#### Written instruction
Pick out every line in the rows below that contains the word "green", and copy each such line in full.

★ ★ ★

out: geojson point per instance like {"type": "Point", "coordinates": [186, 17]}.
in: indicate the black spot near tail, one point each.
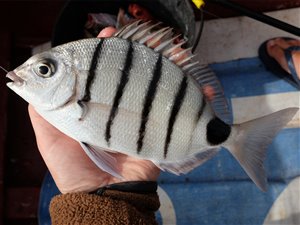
{"type": "Point", "coordinates": [217, 131]}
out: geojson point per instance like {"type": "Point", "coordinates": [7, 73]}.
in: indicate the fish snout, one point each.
{"type": "Point", "coordinates": [14, 79]}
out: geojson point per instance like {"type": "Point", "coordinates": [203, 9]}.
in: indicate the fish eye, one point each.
{"type": "Point", "coordinates": [45, 69]}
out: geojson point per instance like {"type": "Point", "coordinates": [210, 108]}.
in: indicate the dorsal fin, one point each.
{"type": "Point", "coordinates": [161, 40]}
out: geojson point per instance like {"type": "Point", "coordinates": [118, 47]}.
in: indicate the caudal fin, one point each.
{"type": "Point", "coordinates": [249, 142]}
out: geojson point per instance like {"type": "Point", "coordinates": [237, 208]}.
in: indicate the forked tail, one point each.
{"type": "Point", "coordinates": [249, 141]}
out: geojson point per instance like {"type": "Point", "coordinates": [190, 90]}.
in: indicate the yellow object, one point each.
{"type": "Point", "coordinates": [198, 3]}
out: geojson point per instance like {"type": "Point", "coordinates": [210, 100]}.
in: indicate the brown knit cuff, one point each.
{"type": "Point", "coordinates": [112, 208]}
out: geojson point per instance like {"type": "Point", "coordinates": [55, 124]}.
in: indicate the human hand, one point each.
{"type": "Point", "coordinates": [71, 168]}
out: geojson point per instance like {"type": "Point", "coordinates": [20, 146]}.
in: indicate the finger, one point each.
{"type": "Point", "coordinates": [107, 32]}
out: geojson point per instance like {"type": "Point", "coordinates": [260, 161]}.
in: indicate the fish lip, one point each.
{"type": "Point", "coordinates": [15, 79]}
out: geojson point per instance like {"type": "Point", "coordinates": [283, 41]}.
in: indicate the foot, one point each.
{"type": "Point", "coordinates": [276, 47]}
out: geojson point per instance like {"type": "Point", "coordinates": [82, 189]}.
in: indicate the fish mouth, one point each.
{"type": "Point", "coordinates": [14, 79]}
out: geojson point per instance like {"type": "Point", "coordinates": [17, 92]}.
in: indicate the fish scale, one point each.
{"type": "Point", "coordinates": [118, 95]}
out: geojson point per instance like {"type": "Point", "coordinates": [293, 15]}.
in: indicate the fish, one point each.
{"type": "Point", "coordinates": [130, 94]}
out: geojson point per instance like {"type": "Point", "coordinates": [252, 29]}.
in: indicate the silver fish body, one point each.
{"type": "Point", "coordinates": [119, 95]}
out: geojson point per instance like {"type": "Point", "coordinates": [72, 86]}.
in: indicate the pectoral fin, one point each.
{"type": "Point", "coordinates": [102, 159]}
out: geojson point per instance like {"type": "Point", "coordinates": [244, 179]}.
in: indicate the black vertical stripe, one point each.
{"type": "Point", "coordinates": [120, 89]}
{"type": "Point", "coordinates": [91, 75]}
{"type": "Point", "coordinates": [151, 92]}
{"type": "Point", "coordinates": [175, 109]}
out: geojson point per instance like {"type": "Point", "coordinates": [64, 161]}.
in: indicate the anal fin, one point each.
{"type": "Point", "coordinates": [186, 165]}
{"type": "Point", "coordinates": [102, 159]}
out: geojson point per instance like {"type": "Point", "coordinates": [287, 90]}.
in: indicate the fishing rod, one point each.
{"type": "Point", "coordinates": [258, 16]}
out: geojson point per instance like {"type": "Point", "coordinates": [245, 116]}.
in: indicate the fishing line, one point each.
{"type": "Point", "coordinates": [212, 14]}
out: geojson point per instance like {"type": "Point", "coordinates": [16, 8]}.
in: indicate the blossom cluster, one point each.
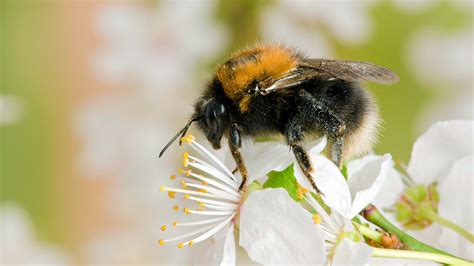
{"type": "Point", "coordinates": [277, 219]}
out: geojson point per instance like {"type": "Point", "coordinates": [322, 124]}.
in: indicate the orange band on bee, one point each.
{"type": "Point", "coordinates": [259, 63]}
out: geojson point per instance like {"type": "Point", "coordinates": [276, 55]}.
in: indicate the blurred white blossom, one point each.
{"type": "Point", "coordinates": [444, 155]}
{"type": "Point", "coordinates": [18, 242]}
{"type": "Point", "coordinates": [297, 23]}
{"type": "Point", "coordinates": [153, 53]}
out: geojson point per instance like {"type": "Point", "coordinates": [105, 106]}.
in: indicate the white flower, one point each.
{"type": "Point", "coordinates": [274, 229]}
{"type": "Point", "coordinates": [283, 241]}
{"type": "Point", "coordinates": [18, 243]}
{"type": "Point", "coordinates": [143, 46]}
{"type": "Point", "coordinates": [218, 201]}
{"type": "Point", "coordinates": [217, 197]}
{"type": "Point", "coordinates": [444, 154]}
{"type": "Point", "coordinates": [263, 157]}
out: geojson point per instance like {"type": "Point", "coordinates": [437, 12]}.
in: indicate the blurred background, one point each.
{"type": "Point", "coordinates": [90, 91]}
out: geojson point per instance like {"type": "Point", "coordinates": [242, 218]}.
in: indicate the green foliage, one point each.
{"type": "Point", "coordinates": [284, 179]}
{"type": "Point", "coordinates": [415, 204]}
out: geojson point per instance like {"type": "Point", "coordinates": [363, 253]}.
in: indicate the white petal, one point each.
{"type": "Point", "coordinates": [391, 189]}
{"type": "Point", "coordinates": [228, 257]}
{"type": "Point", "coordinates": [263, 157]}
{"type": "Point", "coordinates": [366, 183]}
{"type": "Point", "coordinates": [400, 262]}
{"type": "Point", "coordinates": [316, 146]}
{"type": "Point", "coordinates": [392, 186]}
{"type": "Point", "coordinates": [274, 229]}
{"type": "Point", "coordinates": [211, 251]}
{"type": "Point", "coordinates": [436, 150]}
{"type": "Point", "coordinates": [355, 165]}
{"type": "Point", "coordinates": [456, 198]}
{"type": "Point", "coordinates": [351, 253]}
{"type": "Point", "coordinates": [330, 181]}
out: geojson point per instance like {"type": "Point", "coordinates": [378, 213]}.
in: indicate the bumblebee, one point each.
{"type": "Point", "coordinates": [273, 89]}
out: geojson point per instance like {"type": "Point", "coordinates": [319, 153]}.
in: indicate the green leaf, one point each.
{"type": "Point", "coordinates": [284, 179]}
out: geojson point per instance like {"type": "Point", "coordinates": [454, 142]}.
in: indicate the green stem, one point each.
{"type": "Point", "coordinates": [417, 255]}
{"type": "Point", "coordinates": [369, 233]}
{"type": "Point", "coordinates": [434, 217]}
{"type": "Point", "coordinates": [374, 216]}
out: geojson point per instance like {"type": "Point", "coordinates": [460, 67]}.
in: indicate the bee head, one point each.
{"type": "Point", "coordinates": [213, 120]}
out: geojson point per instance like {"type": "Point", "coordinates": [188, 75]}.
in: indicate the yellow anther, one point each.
{"type": "Point", "coordinates": [185, 159]}
{"type": "Point", "coordinates": [300, 191]}
{"type": "Point", "coordinates": [316, 219]}
{"type": "Point", "coordinates": [185, 172]}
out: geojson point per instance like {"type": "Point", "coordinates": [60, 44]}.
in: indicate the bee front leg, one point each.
{"type": "Point", "coordinates": [335, 148]}
{"type": "Point", "coordinates": [235, 142]}
{"type": "Point", "coordinates": [294, 135]}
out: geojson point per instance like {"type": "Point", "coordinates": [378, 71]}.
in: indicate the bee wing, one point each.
{"type": "Point", "coordinates": [355, 71]}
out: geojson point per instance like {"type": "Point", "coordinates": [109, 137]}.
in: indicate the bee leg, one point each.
{"type": "Point", "coordinates": [235, 142]}
{"type": "Point", "coordinates": [294, 136]}
{"type": "Point", "coordinates": [331, 121]}
{"type": "Point", "coordinates": [335, 148]}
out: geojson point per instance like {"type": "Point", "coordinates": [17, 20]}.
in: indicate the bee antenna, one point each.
{"type": "Point", "coordinates": [181, 133]}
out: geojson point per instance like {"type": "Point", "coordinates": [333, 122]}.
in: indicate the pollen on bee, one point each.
{"type": "Point", "coordinates": [186, 210]}
{"type": "Point", "coordinates": [316, 219]}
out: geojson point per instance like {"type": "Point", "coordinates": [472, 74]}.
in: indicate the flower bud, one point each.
{"type": "Point", "coordinates": [411, 208]}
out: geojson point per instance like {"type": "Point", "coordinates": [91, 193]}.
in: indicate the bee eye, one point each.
{"type": "Point", "coordinates": [253, 88]}
{"type": "Point", "coordinates": [214, 112]}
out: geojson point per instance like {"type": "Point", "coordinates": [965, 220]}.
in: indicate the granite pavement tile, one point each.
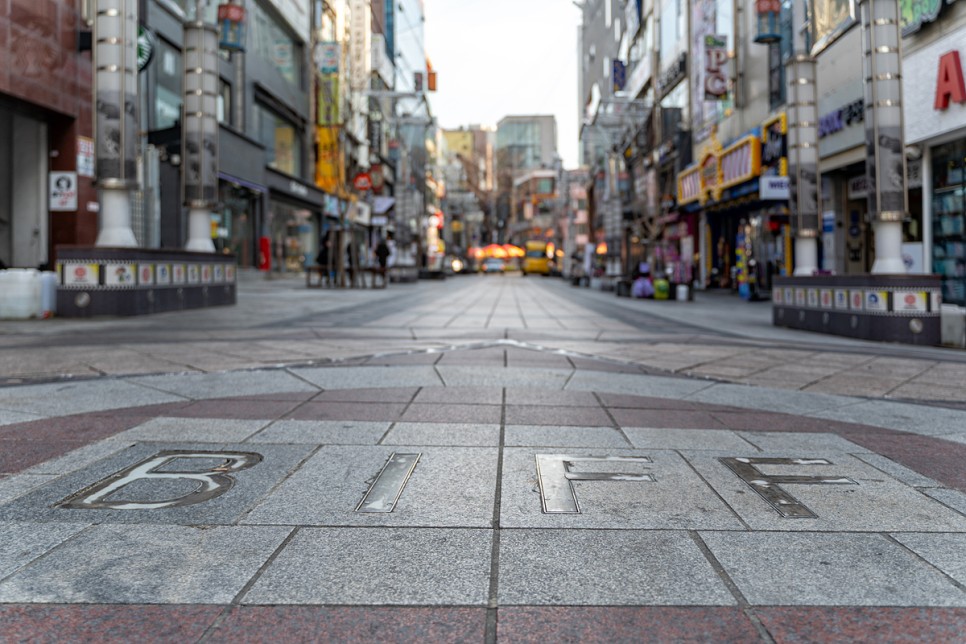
{"type": "Point", "coordinates": [335, 411]}
{"type": "Point", "coordinates": [379, 566]}
{"type": "Point", "coordinates": [464, 395]}
{"type": "Point", "coordinates": [186, 429]}
{"type": "Point", "coordinates": [564, 436]}
{"type": "Point", "coordinates": [449, 487]}
{"type": "Point", "coordinates": [322, 432]}
{"type": "Point", "coordinates": [114, 564]}
{"type": "Point", "coordinates": [226, 384]}
{"type": "Point", "coordinates": [21, 543]}
{"type": "Point", "coordinates": [677, 498]}
{"type": "Point", "coordinates": [550, 397]}
{"type": "Point", "coordinates": [237, 409]}
{"type": "Point", "coordinates": [606, 568]}
{"type": "Point", "coordinates": [452, 413]}
{"type": "Point", "coordinates": [625, 624]}
{"type": "Point", "coordinates": [669, 418]}
{"type": "Point", "coordinates": [691, 439]}
{"type": "Point", "coordinates": [249, 485]}
{"type": "Point", "coordinates": [557, 415]}
{"type": "Point", "coordinates": [906, 625]}
{"type": "Point", "coordinates": [945, 551]}
{"type": "Point", "coordinates": [64, 398]}
{"type": "Point", "coordinates": [829, 569]}
{"type": "Point", "coordinates": [873, 502]}
{"type": "Point", "coordinates": [453, 434]}
{"type": "Point", "coordinates": [105, 624]}
{"type": "Point", "coordinates": [259, 624]}
{"type": "Point", "coordinates": [375, 394]}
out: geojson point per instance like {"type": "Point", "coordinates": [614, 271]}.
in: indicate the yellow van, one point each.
{"type": "Point", "coordinates": [538, 258]}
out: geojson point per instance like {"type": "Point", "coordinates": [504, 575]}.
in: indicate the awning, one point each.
{"type": "Point", "coordinates": [381, 204]}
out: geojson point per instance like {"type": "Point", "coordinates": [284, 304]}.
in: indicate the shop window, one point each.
{"type": "Point", "coordinates": [282, 141]}
{"type": "Point", "coordinates": [270, 42]}
{"type": "Point", "coordinates": [949, 220]}
{"type": "Point", "coordinates": [168, 92]}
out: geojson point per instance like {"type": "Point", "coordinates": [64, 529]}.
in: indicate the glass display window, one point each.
{"type": "Point", "coordinates": [949, 219]}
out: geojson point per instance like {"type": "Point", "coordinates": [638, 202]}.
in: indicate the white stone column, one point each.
{"type": "Point", "coordinates": [115, 118]}
{"type": "Point", "coordinates": [884, 140]}
{"type": "Point", "coordinates": [200, 130]}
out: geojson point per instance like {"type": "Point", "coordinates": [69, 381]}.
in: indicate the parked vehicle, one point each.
{"type": "Point", "coordinates": [538, 258]}
{"type": "Point", "coordinates": [493, 265]}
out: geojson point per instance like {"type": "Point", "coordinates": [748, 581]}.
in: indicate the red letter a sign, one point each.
{"type": "Point", "coordinates": [949, 81]}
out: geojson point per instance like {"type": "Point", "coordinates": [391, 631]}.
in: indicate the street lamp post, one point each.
{"type": "Point", "coordinates": [200, 129]}
{"type": "Point", "coordinates": [116, 118]}
{"type": "Point", "coordinates": [884, 142]}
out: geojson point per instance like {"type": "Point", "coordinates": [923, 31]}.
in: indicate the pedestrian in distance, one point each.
{"type": "Point", "coordinates": [382, 259]}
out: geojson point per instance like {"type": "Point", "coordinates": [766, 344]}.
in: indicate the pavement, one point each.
{"type": "Point", "coordinates": [473, 480]}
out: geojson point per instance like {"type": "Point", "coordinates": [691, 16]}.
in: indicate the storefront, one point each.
{"type": "Point", "coordinates": [743, 207]}
{"type": "Point", "coordinates": [934, 89]}
{"type": "Point", "coordinates": [293, 222]}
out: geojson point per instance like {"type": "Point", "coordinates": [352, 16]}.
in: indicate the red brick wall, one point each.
{"type": "Point", "coordinates": [39, 64]}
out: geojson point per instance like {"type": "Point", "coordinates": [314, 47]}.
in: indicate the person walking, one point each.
{"type": "Point", "coordinates": [382, 258]}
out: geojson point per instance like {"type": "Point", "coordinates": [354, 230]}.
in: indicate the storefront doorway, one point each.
{"type": "Point", "coordinates": [23, 190]}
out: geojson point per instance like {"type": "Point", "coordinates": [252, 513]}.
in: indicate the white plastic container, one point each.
{"type": "Point", "coordinates": [48, 294]}
{"type": "Point", "coordinates": [19, 293]}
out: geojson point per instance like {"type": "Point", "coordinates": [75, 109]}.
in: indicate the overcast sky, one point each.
{"type": "Point", "coordinates": [500, 57]}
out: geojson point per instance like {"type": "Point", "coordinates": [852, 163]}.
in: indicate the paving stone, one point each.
{"type": "Point", "coordinates": [202, 430]}
{"type": "Point", "coordinates": [225, 408]}
{"type": "Point", "coordinates": [606, 568]}
{"type": "Point", "coordinates": [463, 376]}
{"type": "Point", "coordinates": [322, 432]}
{"type": "Point", "coordinates": [365, 377]}
{"type": "Point", "coordinates": [132, 564]}
{"type": "Point", "coordinates": [764, 398]}
{"type": "Point", "coordinates": [454, 434]}
{"type": "Point", "coordinates": [898, 472]}
{"type": "Point", "coordinates": [65, 398]}
{"type": "Point", "coordinates": [21, 543]}
{"type": "Point", "coordinates": [16, 485]}
{"type": "Point", "coordinates": [259, 624]}
{"type": "Point", "coordinates": [798, 625]}
{"type": "Point", "coordinates": [380, 394]}
{"type": "Point", "coordinates": [79, 458]}
{"type": "Point", "coordinates": [666, 418]}
{"type": "Point", "coordinates": [550, 397]}
{"type": "Point", "coordinates": [691, 439]}
{"type": "Point", "coordinates": [945, 551]}
{"type": "Point", "coordinates": [546, 415]}
{"type": "Point", "coordinates": [564, 436]}
{"type": "Point", "coordinates": [876, 503]}
{"type": "Point", "coordinates": [622, 383]}
{"type": "Point", "coordinates": [388, 566]}
{"type": "Point", "coordinates": [465, 395]}
{"type": "Point", "coordinates": [249, 486]}
{"type": "Point", "coordinates": [450, 486]}
{"type": "Point", "coordinates": [84, 623]}
{"type": "Point", "coordinates": [918, 419]}
{"type": "Point", "coordinates": [336, 411]}
{"type": "Point", "coordinates": [677, 499]}
{"type": "Point", "coordinates": [952, 498]}
{"type": "Point", "coordinates": [226, 384]}
{"type": "Point", "coordinates": [452, 413]}
{"type": "Point", "coordinates": [801, 441]}
{"type": "Point", "coordinates": [624, 624]}
{"type": "Point", "coordinates": [822, 569]}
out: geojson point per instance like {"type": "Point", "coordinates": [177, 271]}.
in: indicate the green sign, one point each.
{"type": "Point", "coordinates": [913, 13]}
{"type": "Point", "coordinates": [145, 47]}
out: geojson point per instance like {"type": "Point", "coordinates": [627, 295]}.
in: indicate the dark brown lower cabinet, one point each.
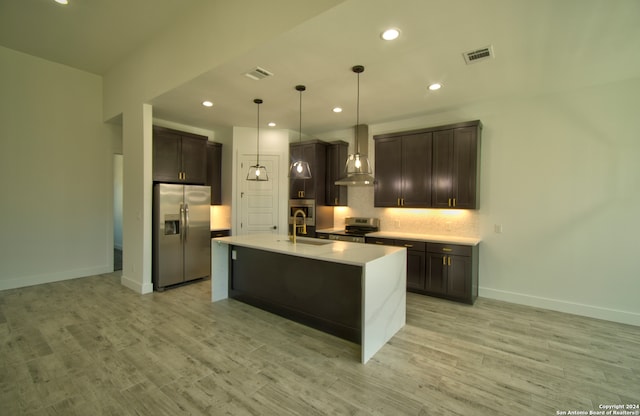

★ ★ ★

#### Exercise response
in: indicate the green foliage, one point each.
in: indicate the green leaf, one point each.
in: indicate the green stem, one point each.
in: indicate the green sign, one point each.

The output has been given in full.